In the data that follows, find the line with "written like (201,306)."; transcribe it, every later line up to the one with "written like (559,205).", and that line as well, exactly and with no others.

*** Records for this exercise ***

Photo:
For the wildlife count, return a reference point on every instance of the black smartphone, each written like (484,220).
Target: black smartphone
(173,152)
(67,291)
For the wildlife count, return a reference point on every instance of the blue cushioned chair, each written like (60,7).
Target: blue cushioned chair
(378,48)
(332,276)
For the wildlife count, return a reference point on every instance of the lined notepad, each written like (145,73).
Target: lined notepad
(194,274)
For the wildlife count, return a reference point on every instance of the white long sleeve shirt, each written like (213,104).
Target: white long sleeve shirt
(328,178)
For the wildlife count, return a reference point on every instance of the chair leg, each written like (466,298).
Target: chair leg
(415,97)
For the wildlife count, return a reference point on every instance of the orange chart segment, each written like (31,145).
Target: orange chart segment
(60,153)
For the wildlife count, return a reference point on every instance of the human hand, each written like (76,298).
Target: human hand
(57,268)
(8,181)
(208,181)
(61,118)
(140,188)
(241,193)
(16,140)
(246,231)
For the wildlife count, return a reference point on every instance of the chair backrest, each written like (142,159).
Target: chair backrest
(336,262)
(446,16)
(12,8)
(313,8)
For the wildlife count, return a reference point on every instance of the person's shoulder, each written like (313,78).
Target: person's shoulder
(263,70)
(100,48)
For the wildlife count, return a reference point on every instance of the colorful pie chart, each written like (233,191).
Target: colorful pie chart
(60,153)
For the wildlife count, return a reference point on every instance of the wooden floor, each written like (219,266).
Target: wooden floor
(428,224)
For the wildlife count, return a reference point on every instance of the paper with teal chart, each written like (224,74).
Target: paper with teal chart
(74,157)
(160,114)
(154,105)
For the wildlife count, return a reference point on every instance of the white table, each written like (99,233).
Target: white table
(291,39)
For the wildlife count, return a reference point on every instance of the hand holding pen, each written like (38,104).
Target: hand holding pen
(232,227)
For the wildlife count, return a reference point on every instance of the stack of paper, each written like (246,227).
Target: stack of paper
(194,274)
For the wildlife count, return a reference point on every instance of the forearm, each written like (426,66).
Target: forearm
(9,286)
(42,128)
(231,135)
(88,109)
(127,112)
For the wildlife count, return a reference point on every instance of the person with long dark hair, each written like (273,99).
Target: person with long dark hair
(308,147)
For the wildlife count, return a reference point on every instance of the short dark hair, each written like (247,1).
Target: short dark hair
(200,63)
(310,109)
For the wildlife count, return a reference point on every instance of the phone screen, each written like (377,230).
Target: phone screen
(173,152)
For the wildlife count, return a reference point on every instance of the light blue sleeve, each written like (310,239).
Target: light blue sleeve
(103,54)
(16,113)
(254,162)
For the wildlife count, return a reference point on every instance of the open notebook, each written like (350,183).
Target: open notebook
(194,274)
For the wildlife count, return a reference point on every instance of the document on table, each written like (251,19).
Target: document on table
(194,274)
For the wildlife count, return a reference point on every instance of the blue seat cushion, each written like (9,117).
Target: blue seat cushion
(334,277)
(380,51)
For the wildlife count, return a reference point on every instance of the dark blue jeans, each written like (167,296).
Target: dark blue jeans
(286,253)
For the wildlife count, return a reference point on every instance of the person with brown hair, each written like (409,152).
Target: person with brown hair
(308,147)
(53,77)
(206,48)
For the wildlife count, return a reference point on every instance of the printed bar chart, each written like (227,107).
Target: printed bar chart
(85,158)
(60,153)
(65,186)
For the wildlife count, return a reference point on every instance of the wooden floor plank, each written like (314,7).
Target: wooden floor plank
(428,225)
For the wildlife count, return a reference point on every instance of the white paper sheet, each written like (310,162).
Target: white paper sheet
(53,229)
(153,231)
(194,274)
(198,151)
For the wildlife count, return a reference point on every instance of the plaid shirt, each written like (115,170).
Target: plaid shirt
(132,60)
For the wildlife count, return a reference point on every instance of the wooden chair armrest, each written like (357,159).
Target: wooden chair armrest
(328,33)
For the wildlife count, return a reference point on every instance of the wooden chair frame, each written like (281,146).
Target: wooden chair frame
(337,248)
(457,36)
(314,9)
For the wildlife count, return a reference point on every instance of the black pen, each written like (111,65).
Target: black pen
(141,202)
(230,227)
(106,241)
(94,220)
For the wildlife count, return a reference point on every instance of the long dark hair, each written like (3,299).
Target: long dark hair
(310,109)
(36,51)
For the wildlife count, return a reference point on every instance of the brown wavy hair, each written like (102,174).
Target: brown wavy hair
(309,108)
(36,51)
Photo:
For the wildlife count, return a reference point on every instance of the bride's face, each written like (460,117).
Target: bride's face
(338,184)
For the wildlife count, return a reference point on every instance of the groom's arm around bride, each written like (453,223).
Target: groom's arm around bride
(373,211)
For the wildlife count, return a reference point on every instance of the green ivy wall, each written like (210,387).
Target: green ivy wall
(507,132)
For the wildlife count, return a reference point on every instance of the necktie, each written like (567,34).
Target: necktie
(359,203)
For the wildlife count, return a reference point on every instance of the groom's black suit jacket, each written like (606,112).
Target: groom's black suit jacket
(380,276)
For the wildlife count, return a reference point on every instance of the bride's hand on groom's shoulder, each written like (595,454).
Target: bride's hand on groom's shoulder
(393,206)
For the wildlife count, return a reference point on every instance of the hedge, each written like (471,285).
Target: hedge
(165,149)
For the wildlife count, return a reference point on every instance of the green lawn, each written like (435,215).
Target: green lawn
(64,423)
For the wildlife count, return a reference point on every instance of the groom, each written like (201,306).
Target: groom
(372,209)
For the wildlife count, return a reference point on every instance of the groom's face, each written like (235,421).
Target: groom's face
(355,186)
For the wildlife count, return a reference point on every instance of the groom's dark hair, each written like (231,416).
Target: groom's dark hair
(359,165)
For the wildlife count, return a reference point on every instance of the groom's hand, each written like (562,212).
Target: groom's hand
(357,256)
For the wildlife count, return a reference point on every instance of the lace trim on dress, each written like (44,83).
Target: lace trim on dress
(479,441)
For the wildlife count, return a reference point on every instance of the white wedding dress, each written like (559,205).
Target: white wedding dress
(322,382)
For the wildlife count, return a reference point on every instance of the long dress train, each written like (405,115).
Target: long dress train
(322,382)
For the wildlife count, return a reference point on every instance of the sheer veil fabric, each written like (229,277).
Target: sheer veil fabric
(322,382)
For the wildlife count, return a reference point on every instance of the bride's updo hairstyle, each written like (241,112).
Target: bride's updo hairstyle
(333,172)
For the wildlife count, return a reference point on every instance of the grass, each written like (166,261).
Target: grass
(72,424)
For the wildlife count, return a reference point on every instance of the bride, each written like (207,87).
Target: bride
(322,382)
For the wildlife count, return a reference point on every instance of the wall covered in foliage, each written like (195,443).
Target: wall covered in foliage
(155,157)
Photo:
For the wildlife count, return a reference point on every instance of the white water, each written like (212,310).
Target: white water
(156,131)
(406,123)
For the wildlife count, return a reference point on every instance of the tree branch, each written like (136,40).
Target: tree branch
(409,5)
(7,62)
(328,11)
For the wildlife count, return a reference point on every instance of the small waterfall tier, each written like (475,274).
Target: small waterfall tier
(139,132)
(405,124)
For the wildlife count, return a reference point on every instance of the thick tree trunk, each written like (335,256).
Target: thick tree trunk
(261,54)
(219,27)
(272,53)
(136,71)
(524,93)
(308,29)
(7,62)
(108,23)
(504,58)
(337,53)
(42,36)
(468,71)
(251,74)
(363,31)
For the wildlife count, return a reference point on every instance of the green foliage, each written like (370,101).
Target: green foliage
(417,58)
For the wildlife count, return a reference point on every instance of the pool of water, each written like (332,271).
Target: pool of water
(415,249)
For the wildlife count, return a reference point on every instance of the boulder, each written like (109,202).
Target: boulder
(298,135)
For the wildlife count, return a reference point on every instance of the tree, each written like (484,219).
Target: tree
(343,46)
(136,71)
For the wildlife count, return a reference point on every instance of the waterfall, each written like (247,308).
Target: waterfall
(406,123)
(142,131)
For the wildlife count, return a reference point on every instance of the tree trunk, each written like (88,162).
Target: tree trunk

*** End of Records for this exercise ***

● Task solution:
For the wildlife count, return a reference point on every instance of the groom, each written like (201,306).
Target: groom
(372,209)
For the wildlife count, return a reference point on every instance of the groom's face, each written like (235,421).
Target: groom's face
(355,186)
For the wildlife count, return a reference point on every instance of the groom's dark hair, each written like (231,416).
Target: groom's dark hair
(359,165)
For the wildlife count, return a reference point on every instance of the groom's hand, each written like (562,212).
Target: groom's hand
(357,256)
For the wildlife count, return a reference point on every instance of the lace trim on dress, each written like (44,83).
Target: lace trim on dress
(479,441)
For the wildlife count, return a reference point on every instance of the white wedding dress, each written like (559,205).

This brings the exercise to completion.